**Saved data entries**
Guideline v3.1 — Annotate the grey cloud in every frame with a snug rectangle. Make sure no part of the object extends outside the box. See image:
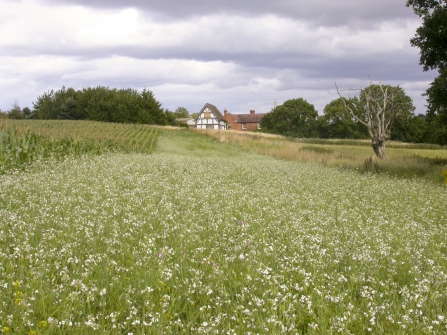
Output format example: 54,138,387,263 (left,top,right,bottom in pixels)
0,0,430,115
41,0,416,25
1,41,428,85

**TASK DIRECTIONS**
Each line above should be written out again exactly, and no picture should appear in the copy.

**RESPONSE TO THIS EXERCISE**
Guideline v3.1 — Annotate the grey cloud in every frame with a snug rectangle. Make sure no part of the object extends outside the box. See image:
Output format example: 54,138,387,263 (left,top,right,bottom in pixels)
0,0,430,115
41,0,416,25
1,41,428,85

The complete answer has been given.